=== Szczegóły zadania ===
Przepisz tylko wiersze rekordów między wierszem zawierającym „the sulfur crust” a wierszem zawierającym „xmin=0 ymin=0 xmax=486 ymax=400”, włącznie, razem z prośbami. W odpowiedziach pomnóż każdą współrzędną przez 1,45 i zaokrąglij do liczb całkowitych, połówki w górę, a liczby w prośbach zostaw bez zmian.

————————

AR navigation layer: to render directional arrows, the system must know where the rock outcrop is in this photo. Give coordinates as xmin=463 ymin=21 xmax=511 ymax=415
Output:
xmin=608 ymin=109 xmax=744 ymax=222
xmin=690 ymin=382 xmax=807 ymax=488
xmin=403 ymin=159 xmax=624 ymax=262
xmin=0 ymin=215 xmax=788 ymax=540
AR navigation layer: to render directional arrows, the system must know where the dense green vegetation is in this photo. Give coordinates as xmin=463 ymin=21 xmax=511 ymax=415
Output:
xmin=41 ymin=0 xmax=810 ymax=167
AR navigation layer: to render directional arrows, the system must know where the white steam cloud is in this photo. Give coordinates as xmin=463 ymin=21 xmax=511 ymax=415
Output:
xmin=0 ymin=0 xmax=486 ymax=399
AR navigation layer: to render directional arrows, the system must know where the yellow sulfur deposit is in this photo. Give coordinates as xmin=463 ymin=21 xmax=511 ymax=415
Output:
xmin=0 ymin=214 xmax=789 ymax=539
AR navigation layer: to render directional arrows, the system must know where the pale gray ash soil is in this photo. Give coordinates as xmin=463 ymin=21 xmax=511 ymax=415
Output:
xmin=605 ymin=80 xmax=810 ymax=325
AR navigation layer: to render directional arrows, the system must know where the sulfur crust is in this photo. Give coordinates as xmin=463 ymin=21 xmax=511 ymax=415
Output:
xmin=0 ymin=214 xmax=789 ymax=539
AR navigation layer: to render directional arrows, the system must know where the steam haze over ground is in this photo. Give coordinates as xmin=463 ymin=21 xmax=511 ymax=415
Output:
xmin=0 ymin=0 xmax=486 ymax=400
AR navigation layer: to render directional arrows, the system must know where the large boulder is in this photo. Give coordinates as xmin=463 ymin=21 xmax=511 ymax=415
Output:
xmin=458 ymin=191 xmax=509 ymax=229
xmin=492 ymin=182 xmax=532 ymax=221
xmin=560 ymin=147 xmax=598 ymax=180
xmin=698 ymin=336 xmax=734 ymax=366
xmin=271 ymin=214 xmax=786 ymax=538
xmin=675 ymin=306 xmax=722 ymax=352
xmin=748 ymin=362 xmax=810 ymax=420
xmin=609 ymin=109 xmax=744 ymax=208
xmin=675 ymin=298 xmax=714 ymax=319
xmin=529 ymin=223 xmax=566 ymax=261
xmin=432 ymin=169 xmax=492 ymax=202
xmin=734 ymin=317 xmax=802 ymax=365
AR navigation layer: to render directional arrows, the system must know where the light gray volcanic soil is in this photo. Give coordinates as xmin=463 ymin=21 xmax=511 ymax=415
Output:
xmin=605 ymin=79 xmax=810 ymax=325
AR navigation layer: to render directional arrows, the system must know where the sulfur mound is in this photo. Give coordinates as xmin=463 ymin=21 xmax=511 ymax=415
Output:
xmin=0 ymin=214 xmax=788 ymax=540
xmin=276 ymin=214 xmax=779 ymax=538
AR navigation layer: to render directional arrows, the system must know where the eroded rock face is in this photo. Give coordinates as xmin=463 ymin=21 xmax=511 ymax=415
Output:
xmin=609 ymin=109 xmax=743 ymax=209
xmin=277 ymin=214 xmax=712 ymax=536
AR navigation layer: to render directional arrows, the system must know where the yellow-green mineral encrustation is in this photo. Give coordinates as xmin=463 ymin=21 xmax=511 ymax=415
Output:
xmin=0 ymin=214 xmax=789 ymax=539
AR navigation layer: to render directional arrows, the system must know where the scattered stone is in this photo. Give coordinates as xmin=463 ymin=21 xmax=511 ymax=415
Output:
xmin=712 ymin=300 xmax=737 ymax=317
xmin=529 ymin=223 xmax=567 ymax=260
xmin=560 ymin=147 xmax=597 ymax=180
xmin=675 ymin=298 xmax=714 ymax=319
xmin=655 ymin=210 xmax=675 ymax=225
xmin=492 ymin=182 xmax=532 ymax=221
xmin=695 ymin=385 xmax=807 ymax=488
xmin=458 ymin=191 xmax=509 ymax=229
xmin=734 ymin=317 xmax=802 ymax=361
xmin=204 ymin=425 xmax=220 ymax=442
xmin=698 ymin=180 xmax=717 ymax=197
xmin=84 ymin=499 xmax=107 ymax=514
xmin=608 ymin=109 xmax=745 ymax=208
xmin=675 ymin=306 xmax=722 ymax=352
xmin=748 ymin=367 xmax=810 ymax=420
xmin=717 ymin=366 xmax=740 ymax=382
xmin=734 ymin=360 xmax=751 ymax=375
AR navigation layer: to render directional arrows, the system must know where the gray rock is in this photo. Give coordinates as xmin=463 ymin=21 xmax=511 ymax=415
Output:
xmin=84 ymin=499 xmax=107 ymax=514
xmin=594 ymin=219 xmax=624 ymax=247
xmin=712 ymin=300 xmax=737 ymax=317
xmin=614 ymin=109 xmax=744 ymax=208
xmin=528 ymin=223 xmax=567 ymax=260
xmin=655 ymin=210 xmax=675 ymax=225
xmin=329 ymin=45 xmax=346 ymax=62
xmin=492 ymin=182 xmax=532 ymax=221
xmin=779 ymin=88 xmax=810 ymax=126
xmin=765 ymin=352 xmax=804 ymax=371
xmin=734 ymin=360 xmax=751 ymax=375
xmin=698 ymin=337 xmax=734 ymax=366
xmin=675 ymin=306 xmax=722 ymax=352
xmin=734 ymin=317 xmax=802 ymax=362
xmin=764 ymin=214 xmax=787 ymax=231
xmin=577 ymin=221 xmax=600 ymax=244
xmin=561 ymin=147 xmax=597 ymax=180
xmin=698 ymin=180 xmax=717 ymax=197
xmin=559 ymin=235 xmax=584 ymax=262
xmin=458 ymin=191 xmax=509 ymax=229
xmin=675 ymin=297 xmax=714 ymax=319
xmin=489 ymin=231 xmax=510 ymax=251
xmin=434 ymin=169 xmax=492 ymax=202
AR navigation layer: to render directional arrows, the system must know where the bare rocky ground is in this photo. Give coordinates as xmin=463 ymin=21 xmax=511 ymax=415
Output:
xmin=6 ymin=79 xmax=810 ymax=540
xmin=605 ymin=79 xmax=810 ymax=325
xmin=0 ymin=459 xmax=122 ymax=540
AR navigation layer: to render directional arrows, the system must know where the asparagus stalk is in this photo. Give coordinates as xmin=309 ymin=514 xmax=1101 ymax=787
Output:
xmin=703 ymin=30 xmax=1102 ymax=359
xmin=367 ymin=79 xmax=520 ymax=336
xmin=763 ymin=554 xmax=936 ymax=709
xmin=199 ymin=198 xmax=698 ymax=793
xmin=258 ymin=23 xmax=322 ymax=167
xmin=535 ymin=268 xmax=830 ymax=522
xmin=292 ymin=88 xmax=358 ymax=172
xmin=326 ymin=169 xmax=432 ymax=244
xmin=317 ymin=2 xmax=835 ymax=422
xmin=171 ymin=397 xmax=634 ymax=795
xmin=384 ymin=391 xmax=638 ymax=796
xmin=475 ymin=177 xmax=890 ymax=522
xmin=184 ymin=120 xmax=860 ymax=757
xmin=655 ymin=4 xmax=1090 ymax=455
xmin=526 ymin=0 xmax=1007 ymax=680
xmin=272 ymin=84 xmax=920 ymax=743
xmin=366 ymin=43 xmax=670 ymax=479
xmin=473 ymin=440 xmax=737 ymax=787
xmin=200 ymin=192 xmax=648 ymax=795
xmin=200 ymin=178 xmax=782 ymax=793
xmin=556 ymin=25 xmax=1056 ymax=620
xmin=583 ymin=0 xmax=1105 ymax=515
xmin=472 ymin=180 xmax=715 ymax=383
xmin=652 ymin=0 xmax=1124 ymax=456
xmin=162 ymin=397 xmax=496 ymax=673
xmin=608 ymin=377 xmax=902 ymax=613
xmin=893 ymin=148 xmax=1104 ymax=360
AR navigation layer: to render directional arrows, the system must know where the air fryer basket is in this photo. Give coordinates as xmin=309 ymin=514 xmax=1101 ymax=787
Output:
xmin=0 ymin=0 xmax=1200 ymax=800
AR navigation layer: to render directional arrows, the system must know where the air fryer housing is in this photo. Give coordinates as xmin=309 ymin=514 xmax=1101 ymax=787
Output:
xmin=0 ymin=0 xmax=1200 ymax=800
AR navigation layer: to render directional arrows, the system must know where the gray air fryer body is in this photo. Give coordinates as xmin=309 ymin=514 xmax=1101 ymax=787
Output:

————————

=== Wynik ćwiczenia ===
AR navigation layer: to render directional arrows, the system must know where the sulfur crust is in this photo. Give coordinates as xmin=463 ymin=21 xmax=511 ymax=415
Output:
xmin=0 ymin=310 xmax=1144 ymax=782
AR navigation layer: to render directional arrows, the system must know where the steam haze over ground is in this photo. Give coordinates as xmin=463 ymin=21 xmax=511 ymax=415
Output:
xmin=0 ymin=0 xmax=705 ymax=580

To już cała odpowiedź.